# TEXTO

* * *

Jérôme Sessini, Prédios residenciais em Borodyanka destruídos por misseis
russos
Ucrânia, 9 Abril 9, 2022,
“É totalmente errado admitir que a objetividade da ciência está dependente da objetividade do cientista. Assim como é totalmente errado pensar que há maior objetividade, a nível individual, nas ciências da natureza, do que nas ciências sociais. O cientista da natureza é tão parcial quanto qualquer outro indivíduo e infelizmente – se não pertencer ao pequeno número dos que estão continuamente a produzir novas ideias -, é conquistado normalmente, de uma forma unilateral e parcial, pelas suas próprias ideias. Alguns dos mais destacados físicos contemporâneos fundaram inclusivamente escolas que opõem uma forte resistência a qualquer ideia nova.
Aquilo que se pode designar por objetividade científica encontra-se única e exclusivamente na tradição crítica, na tradição que, mau grado todas as resistências, permite muitas vezes criticar um dogma dominante. Dito de outro modo, a objetividade da ciência não é uma questão individual dos diversos cientistas, mas antes uma questão social da sua crítica recíproca, da divisão de trabalho, amistoso-hostil, dos cientistas, da sua colaboração, mas também das guerras entre si. Está, por conseguinte, dependente em parte de todo o conjunto de circunstâncias, sociais e políticas, que tornam possível tal crítica. (…)
Numa discussão crítica distinguem-se questões como: (1) a questão da verdade de uma asserção; a questão da sua relevância, do seu interesse e do seu significado relativamente aos problemas em causa. (2) A questão da sua relevância, do seu interesse e do seu significado relativamente a diversos problemas extra-científicos , como por exemplo o problema do bem estar humano, ou ainda, o problema completamente distinto da defesa interna, de uma política ofensiva nacional, do desenvolvimento industrial, ou do enriquecimento pessoal.

* * *

Linhas de um conjunto de dados:
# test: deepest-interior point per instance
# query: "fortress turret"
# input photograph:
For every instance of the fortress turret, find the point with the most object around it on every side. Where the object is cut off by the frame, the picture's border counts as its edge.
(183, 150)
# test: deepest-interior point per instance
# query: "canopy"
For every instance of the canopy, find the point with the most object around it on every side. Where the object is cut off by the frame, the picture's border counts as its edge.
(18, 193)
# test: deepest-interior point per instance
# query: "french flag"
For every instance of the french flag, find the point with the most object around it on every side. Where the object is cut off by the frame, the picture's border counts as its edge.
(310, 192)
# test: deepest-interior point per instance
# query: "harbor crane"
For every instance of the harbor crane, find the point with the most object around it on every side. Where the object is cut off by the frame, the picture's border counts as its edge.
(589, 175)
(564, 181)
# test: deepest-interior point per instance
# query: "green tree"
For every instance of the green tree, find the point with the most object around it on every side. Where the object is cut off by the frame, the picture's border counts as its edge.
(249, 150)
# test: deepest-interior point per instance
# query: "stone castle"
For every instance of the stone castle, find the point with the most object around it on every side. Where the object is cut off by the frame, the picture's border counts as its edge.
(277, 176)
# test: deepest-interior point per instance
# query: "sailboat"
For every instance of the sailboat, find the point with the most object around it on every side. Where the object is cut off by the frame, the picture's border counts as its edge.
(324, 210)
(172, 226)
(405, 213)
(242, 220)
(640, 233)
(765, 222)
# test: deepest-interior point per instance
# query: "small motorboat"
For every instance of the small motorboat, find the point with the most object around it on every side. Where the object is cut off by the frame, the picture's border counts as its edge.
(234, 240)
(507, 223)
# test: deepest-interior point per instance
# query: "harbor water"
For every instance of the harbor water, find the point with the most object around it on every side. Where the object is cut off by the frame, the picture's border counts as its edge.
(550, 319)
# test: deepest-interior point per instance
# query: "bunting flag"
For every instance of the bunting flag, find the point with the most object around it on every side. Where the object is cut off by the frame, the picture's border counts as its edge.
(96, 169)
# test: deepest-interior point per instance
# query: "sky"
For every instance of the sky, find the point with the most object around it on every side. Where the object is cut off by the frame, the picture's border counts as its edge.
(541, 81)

* * *

# TAREFAS DO EXERCÍCIO
1) Transcreva literalmente o trecho do texto sobre a objetividade científica que vai de "Aquilo que se" até "tal crítica. (…)", incluindo ambos os extremos.
2) Conte as linhas que contêm a palavra "motorboat" e responda apenas com esse número.
O texto sobre a objetividade científica e as linhas vêm de fontes distintas.

# SOLUÇÕES POR TAREFA
1)
Aquilo que se pode designar por objetividade científica encontra-se única e exclusivamente na tradição crítica, na tradição que, mau grado todas as resistências, permite muitas vezes criticar um dogma dominante. Dito de outro modo, a objetividade da ciência não é uma questão individual dos diversos cientistas, mas antes uma questão social da sua crítica recíproca, da divisão de trabalho, amistoso-hostil, dos cientistas, da sua colaboração, mas também das guerras entre si. Está, por conseguinte, dependente em parte de todo o conjunto de circunstâncias, sociais e políticas, que tornam possível tal crítica. (…)

2) 2